* [Exercise description] Please answer from the Cardiff Man post: what material did George Hull have the giant made from?

* [Reading passage]

┌──

Wednesday, May 30, 2012

Cardiff Man

There is a wonderful story about America in a book called "Finding Oz" by Evan Schwartz. In October of 1869, in Cardiff, New York, a small town outside of Syracuse, a farmer named William Newell discovered a twelve foot "petrified giant " while digging a well. He soon placed a tent around it and charged admission. He eventually sold it to a local businessman for 37,000 dollars, a huge amount at the time.

Meanwhile archeologists examined the giant and declared it a recently created fake. Then a factory owner named George Hull admitted that he had commissioned its creation out of gypsum-just to prove how easy it was to fool Americans--and gave it to his cousin Newell to be "accidentally discovered". This apparently grew out of an argument he had with a local fundamentalist who believed that, according to Genesis, giants once roamed the earth.

└──

* [Given entries]
┌──

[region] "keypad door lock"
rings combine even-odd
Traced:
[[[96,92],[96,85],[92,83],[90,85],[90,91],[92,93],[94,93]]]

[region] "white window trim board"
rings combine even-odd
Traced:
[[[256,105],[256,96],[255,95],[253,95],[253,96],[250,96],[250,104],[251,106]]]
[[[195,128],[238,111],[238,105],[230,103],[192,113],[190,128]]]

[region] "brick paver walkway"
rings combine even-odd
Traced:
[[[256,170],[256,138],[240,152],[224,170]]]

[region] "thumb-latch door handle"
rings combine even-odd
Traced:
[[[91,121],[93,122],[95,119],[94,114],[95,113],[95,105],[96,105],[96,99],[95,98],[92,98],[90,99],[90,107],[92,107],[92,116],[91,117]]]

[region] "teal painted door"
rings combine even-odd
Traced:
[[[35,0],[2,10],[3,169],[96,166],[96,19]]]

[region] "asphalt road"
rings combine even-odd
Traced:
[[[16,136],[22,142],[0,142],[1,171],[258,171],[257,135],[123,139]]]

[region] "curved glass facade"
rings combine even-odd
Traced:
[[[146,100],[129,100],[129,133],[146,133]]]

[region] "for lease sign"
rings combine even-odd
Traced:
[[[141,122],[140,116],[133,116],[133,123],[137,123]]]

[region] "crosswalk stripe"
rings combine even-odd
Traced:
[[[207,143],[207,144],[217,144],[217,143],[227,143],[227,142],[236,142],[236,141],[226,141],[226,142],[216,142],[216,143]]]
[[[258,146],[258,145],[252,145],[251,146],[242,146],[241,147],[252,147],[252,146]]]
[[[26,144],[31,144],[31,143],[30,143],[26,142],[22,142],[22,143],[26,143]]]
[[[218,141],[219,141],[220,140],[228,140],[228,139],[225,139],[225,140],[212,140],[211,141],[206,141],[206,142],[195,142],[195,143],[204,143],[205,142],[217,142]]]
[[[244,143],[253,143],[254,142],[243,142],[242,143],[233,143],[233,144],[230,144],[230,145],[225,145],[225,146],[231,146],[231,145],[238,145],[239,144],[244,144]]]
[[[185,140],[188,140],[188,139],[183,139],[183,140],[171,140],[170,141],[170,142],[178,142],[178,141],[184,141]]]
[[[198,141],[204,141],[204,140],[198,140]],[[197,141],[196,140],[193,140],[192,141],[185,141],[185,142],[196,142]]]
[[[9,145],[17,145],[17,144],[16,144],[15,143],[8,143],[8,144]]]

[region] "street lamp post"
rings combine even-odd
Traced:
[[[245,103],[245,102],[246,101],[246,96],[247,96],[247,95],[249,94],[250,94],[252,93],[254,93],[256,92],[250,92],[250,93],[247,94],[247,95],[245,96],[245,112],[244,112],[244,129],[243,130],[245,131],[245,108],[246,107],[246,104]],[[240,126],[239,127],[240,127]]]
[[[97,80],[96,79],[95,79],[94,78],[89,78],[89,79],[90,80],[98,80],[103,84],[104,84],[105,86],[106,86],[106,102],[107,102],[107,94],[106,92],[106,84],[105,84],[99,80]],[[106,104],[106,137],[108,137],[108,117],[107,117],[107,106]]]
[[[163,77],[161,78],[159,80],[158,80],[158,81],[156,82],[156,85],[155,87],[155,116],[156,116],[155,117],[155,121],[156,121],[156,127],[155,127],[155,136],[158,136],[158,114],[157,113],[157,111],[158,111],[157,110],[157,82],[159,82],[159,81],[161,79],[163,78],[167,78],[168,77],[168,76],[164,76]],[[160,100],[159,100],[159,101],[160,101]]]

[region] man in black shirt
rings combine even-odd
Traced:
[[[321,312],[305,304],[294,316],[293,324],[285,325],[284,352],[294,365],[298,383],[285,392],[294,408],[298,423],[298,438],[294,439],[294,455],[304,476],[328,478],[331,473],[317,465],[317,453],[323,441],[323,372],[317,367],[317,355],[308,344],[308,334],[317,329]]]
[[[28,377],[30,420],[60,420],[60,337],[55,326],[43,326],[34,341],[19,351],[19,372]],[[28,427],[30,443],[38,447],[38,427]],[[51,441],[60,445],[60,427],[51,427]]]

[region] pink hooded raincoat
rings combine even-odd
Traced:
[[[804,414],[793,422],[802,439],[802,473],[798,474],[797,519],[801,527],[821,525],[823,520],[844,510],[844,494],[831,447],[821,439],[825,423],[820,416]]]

└──

* [Reply] Gypsum.